Data listing:
====

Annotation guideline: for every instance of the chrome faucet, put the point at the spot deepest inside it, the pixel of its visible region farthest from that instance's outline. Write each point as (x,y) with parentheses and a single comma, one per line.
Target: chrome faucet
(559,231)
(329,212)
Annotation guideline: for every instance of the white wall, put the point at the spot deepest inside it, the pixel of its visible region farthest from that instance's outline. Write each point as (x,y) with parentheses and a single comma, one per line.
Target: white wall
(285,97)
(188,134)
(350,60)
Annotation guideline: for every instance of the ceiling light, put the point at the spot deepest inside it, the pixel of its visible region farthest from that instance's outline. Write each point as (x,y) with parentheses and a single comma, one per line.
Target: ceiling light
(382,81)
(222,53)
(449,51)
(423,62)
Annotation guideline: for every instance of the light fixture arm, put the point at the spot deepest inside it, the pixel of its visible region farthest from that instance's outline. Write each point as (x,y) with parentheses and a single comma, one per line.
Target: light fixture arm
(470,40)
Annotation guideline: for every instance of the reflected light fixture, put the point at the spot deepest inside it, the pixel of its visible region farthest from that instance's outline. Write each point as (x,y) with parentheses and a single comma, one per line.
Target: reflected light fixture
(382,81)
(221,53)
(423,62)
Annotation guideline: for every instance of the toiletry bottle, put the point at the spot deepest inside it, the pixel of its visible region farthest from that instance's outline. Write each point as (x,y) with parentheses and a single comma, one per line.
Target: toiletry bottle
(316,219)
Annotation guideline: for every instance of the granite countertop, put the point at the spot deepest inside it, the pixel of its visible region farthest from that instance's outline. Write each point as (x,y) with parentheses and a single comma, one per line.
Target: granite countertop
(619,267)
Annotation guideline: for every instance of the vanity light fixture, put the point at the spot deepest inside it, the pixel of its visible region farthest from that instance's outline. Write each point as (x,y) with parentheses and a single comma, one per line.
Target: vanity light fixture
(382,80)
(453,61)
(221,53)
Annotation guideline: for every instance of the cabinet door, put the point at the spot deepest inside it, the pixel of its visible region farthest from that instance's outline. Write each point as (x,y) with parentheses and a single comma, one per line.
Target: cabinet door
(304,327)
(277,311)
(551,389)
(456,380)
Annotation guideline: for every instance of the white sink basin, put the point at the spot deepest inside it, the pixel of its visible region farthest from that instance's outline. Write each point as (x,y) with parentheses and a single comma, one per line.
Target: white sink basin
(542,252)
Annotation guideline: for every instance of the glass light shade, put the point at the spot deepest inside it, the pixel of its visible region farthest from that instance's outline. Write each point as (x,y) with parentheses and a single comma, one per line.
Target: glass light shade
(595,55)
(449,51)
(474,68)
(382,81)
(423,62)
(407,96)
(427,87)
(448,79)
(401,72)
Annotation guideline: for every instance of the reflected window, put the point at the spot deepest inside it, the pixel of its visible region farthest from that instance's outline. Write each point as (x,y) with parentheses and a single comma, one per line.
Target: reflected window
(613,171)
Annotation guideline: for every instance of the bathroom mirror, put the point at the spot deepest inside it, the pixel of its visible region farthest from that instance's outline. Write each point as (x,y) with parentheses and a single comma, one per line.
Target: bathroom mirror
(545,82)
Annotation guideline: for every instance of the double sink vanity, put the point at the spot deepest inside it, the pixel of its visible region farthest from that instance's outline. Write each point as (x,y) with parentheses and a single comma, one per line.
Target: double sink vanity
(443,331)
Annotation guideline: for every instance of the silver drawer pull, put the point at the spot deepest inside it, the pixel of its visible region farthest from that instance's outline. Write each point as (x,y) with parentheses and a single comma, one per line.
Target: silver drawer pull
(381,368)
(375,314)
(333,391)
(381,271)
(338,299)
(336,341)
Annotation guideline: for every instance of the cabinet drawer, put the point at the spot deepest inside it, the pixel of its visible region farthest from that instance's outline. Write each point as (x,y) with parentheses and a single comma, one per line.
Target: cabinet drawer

====

> Exercise description: Retype the material in full. Each word must match.

> Response to this task:
Annotation guideline: for every instance of the chrome faucet, put the point at the spot deepest inside it, the pixel of its visible region farthest from that instance's outline. Write each point as (x,y) with parentheses and a single comma, one per line.
Target: chrome faucet
(559,231)
(329,212)
Annotation guideline: for every instance of the white wall, put the point at the spot deepest inside it, the pixel of its visible region farthest from that instance's outline. Write each point as (x,y) with parentheses and a single comma, one per line.
Target: white wall
(285,97)
(188,134)
(350,60)
Annotation guideline: for every instance of the ceiling light, put the point at the spot deepest inside it, the pixel of its visible region farthest from that instance's outline. Write each point as (x,y) with parentheses and a single comma, one per line.
Target: ceiling light
(382,81)
(222,53)
(449,51)
(423,62)
Annotation guideline: for every instance of the light fixture arm, put the point at the spot deepest inside it, the pixel of its visible region farthest from that instance's outline. Write each point as (x,y) with parentheses and a single comma, one per line.
Target: light fixture arm
(470,40)
Annotation guideline: for every instance of the reflected light fixture, put the point at the spot deepest inside it, the pixel of its visible region farthest from that instance's outline. Write each point as (x,y) with parentheses and a single comma, one per line.
Target: reflected light fixture
(382,81)
(221,53)
(423,62)
Annotation guideline: for every instance of the toiletry bottle, put the point at the spot deepest inside it, the pixel of its visible region farthest from that instance's outline. Write each point as (x,y) with parentheses and a single comma, one per line.
Target: toiletry bottle
(316,219)
Annotation guideline: for every instance of the granite countertop, put the point at the spot deepest inside it, the pixel of its visible region farthest from that instance's outline. Write each point as (x,y) with parentheses and a single comma, one per line.
Target: granite countertop
(619,267)
Annotation guideline: for every instance of the vanity light fixture, put the point at the spot deepest inside it, the pixel of its visible region farthest from that instance's outline. Write each point as (x,y) with parentheses and a single comma, one per line.
Target: vanity light fixture
(382,80)
(453,61)
(221,53)
Annotation guideline: for every instance of the cabinet door, put the point at the spot deepest inside it, the pixel of its visible region farthest from that instance's outline. Write each point as (x,y) with parentheses and a single comma, one per line.
Target: cabinet door
(304,327)
(277,311)
(551,389)
(456,380)
Annotation guideline: for every instance of the white sink basin, put the point at the spot deepest inside it, the pixel of its visible region farthest from that instance's outline. Write each point as (x,y) with parentheses and a single comma, one per line.
Target: white sink basin
(542,252)
Annotation guideline: for every instance of the glass light shade, put the point at the spot deepest inside it, the pixel of its visible region farthest from that instance's outline. Write each point as (x,y) with parentheses and a single comma, one per line.
Target: glass light shade
(595,55)
(449,51)
(474,68)
(382,81)
(423,62)
(407,96)
(427,87)
(448,79)
(401,72)
Annotation guideline: for every instance of the reflected window, put the point at the spot deepest inside it, the pixel of its visible region farthest from that instance's outline. Write each point as (x,y) with parentheses and a single comma, one per line.
Target: reflected window
(613,171)
Annotation guideline: for every instance of the bathroom mirror, put the point at the spot deepest inside it, the pixel of its visible region farthest from that instance's outline. Write each point as (x,y) with parentheses and a single comma, one per line.
Target: bathroom mirror
(545,82)
Annotation guideline: for every instance of the double sink vanity, put the point at the spot deepest inside it, the pixel of its visible region farthest from that instance's outline. Write each point as (x,y) with parentheses and a single comma, one per line.
Target: double sink vanity
(443,331)
Annotation guideline: for every instance of the silver drawer pull, put the point at the spot deepest inside it, the pixel of its visible region farthest from that instance's outline. Write each point as (x,y) with parentheses and a single comma, one per line.
Target: silver drawer pull
(381,368)
(375,314)
(333,391)
(381,271)
(338,299)
(336,341)
Annotation guideline: for every instance of the cabinet drawer, put the point at the spot deepest inside it, the pixel of its visible region farthest from that instance's outline. Write each point as (x,y) with parentheses and a single comma, one per line.
Target: cabinet drawer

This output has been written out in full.